Stated exercise
Reproduce, word for word, the stretch of the listing from the line containing "of the distant" through the end of the listing, both ends included.

Material for this exercise

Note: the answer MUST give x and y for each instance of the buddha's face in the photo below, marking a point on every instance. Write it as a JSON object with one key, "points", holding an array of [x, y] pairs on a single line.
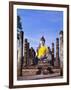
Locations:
{"points": [[42, 42]]}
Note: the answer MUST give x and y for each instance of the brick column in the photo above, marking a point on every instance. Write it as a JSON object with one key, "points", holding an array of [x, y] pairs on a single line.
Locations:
{"points": [[61, 48], [57, 52], [28, 57], [20, 54], [52, 54], [25, 52]]}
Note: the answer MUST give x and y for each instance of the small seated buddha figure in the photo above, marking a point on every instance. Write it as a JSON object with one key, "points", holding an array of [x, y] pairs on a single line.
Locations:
{"points": [[42, 50]]}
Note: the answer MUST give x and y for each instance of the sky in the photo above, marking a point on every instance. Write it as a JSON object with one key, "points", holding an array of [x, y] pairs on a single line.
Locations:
{"points": [[38, 23]]}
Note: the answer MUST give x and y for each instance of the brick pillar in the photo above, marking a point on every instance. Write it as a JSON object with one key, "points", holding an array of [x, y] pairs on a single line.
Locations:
{"points": [[52, 54], [25, 52], [61, 48], [32, 55], [57, 52], [20, 54], [28, 57]]}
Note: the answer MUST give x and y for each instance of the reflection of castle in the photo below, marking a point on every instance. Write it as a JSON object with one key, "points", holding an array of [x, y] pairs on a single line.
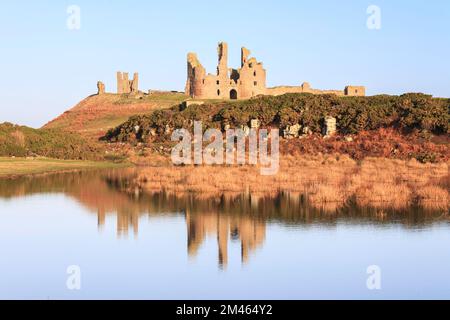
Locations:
{"points": [[251, 233], [246, 82]]}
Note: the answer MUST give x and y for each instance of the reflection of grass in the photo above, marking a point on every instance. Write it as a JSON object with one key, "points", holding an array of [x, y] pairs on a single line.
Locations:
{"points": [[11, 167], [172, 98], [332, 182]]}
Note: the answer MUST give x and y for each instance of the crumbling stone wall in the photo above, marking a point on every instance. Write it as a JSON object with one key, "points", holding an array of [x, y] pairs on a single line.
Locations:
{"points": [[246, 82], [243, 83], [100, 88], [306, 88], [124, 85]]}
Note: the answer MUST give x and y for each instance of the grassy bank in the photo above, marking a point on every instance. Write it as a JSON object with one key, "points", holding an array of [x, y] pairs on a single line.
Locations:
{"points": [[15, 167], [22, 141]]}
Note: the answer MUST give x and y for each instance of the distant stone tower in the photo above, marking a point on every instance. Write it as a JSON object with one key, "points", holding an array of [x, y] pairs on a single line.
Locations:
{"points": [[100, 88], [124, 85], [243, 83]]}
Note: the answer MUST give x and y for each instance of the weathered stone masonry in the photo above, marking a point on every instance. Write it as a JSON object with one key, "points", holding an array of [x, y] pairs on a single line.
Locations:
{"points": [[243, 83]]}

Solution
Note: the answer MUST give x and y for each instance of the distant stone tower in the photo above, marking a point on every instance. Write it as a JSON object with one key, "points", holding an array of [x, y] pairs on a single line.
Locations:
{"points": [[100, 88], [124, 85], [243, 83]]}
Note: the answer MUST give x and y for each instance of the weathered stone masonry in the photo above, marking a point on every instance. Write it as a JSON object with one key, "points", holding an array of [x, y] pairs on a single line.
Locations:
{"points": [[243, 83]]}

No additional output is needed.